Aim of the exercise – Gather every line of the items below that contains the string "format", matching its case exactly.

— START —

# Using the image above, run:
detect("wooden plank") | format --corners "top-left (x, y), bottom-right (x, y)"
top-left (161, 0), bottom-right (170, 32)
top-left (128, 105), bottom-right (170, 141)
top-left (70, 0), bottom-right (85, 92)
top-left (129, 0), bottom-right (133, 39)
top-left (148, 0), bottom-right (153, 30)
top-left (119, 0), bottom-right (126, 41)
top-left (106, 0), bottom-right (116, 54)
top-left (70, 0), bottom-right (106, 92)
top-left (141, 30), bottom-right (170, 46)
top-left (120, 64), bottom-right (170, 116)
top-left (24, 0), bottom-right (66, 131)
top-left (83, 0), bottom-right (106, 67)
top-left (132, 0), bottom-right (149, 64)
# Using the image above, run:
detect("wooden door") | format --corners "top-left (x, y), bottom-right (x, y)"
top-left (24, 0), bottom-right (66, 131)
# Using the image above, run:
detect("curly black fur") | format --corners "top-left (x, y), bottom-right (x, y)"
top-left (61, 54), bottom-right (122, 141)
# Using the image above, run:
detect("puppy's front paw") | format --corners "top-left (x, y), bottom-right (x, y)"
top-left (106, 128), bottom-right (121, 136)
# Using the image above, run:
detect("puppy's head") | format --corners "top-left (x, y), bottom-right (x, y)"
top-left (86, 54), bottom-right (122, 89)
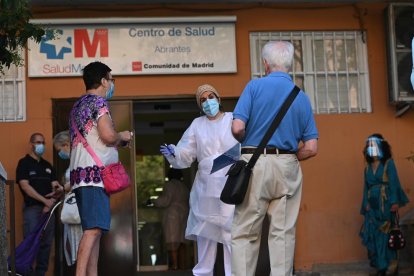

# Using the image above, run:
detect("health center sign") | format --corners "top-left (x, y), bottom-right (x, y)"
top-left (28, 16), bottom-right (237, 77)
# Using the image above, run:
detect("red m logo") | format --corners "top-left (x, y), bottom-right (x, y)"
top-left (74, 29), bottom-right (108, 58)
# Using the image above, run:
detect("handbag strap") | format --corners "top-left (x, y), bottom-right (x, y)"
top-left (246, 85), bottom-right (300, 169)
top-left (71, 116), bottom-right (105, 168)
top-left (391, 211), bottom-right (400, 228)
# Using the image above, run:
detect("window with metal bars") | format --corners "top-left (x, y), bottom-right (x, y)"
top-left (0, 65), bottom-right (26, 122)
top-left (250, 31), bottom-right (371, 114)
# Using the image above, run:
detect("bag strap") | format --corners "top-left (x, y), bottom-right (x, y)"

— END —

Result for this exercise –
detect("wooden plank") | format --corners "top-left (x, y), bottom-right (x, y)"
detect("wooden door") | format --corners "top-left (x, y), bottom-right (x, y)"
detect("curly black fur") | format --corners "top-left (x, y), bottom-right (x, y)"
detect("puppy's front paw") | format --corners "top-left (x, y), bottom-right (x, y)"
detect("puppy's head") | format --corners "top-left (x, y), bottom-right (x, y)"
detect("health center sign") | format --corners "top-left (x, y), bottom-right (x, y)"
detect("red m logo") | format --corners "top-left (x, y), bottom-right (x, y)"
detect("handbag strap") | format --corners "top-left (x, y), bottom-right (x, y)"
detect("window with metal bars") | format --corners "top-left (x, y), bottom-right (x, y)"
detect("bag strap") | format --corners "top-left (x, y), bottom-right (x, y)"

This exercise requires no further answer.